[Start Records supplied]

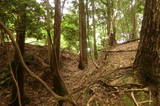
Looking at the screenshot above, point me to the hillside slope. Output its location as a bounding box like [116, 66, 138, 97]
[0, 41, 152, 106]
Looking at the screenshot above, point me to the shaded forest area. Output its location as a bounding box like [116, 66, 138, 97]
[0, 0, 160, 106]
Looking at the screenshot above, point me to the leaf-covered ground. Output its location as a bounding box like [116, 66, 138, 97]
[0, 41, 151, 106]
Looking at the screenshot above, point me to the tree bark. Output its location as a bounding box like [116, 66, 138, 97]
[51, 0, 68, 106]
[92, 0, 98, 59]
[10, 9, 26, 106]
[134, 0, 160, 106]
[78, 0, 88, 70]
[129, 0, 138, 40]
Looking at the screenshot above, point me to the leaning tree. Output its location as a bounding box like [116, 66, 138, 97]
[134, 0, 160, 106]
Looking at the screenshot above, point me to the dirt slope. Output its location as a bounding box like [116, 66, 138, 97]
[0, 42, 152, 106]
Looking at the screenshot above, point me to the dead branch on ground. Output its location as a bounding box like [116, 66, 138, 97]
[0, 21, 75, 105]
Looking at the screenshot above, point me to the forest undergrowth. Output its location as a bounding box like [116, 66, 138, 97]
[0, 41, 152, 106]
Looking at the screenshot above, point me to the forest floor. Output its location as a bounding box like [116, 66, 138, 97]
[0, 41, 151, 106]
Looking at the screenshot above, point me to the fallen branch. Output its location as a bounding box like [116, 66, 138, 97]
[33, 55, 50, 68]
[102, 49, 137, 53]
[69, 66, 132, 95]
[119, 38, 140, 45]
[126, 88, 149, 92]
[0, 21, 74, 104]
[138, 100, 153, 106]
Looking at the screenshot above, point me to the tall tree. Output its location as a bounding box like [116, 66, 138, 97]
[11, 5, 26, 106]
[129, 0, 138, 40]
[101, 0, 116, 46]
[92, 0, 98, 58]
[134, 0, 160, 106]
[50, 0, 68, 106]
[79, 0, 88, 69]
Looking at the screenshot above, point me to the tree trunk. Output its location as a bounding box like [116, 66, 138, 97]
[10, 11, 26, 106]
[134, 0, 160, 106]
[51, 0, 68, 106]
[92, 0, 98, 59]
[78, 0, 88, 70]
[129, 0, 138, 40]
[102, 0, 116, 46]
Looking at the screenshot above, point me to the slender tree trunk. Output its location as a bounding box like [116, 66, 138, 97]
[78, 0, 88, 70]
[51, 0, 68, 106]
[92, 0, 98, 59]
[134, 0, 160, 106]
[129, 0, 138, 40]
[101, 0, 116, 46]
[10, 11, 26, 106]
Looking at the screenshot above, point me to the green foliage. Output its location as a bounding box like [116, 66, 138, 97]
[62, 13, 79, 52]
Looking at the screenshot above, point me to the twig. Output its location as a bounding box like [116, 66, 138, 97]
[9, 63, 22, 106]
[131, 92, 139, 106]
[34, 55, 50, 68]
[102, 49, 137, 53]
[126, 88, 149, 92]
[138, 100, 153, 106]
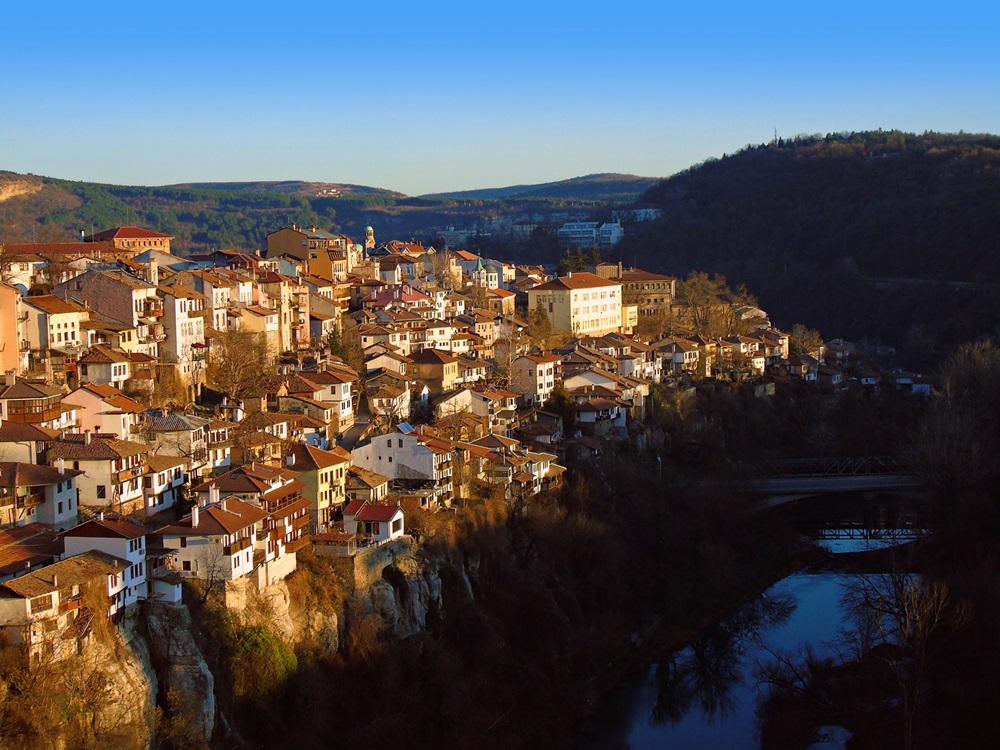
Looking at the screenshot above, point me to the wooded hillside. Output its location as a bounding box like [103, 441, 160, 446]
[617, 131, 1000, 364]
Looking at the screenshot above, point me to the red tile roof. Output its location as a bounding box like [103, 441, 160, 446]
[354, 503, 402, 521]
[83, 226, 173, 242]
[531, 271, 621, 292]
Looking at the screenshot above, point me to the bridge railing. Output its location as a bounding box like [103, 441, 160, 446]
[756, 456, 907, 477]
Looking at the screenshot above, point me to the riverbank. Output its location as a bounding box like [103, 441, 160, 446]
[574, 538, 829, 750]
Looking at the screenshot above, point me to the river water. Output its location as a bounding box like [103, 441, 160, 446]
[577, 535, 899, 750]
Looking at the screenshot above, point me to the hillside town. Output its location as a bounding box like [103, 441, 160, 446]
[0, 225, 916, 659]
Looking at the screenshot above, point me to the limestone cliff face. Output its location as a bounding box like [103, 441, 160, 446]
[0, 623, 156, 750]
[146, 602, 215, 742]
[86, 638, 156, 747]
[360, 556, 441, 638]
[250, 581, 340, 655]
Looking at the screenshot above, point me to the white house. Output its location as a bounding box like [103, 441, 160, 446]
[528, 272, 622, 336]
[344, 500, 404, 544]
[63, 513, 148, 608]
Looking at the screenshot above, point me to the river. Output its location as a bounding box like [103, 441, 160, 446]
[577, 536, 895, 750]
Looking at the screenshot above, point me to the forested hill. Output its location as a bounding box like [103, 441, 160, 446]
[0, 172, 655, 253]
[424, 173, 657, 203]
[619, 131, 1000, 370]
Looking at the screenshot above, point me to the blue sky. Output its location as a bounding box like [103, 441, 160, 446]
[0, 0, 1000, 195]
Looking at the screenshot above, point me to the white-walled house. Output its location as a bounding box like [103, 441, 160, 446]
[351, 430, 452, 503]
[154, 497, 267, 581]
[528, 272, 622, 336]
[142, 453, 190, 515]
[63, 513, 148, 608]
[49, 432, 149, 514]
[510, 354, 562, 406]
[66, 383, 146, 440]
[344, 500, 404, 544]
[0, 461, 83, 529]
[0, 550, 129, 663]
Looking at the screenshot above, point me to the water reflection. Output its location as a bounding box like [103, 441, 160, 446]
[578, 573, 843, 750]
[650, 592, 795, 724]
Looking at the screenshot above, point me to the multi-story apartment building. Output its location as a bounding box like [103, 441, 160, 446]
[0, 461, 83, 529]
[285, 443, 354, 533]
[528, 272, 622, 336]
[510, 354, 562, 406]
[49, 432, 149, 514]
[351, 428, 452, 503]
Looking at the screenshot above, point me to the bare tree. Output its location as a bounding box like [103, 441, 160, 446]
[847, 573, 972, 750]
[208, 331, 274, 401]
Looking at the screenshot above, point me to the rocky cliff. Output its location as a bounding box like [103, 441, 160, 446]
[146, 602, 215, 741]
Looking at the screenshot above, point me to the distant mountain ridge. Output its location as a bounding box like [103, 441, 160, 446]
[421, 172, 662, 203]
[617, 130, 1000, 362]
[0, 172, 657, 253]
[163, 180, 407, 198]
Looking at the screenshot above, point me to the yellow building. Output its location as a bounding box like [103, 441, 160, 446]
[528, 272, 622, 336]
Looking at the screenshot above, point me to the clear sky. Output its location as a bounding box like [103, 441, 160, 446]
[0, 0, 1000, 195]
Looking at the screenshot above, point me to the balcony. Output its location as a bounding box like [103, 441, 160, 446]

[End Records supplied]

▶ [Exercise prompt]:
Extract every line of the records that contains the string "ground".

▶ [Solution to the problem]:
Looking at the screenshot above, point me to the leaf-covered ground. Output its location as a bounding box like [116, 66, 138, 97]
Looking at the screenshot above, point me to the dead branch on ground. Output its location as a bounding box like [116, 66, 138, 97]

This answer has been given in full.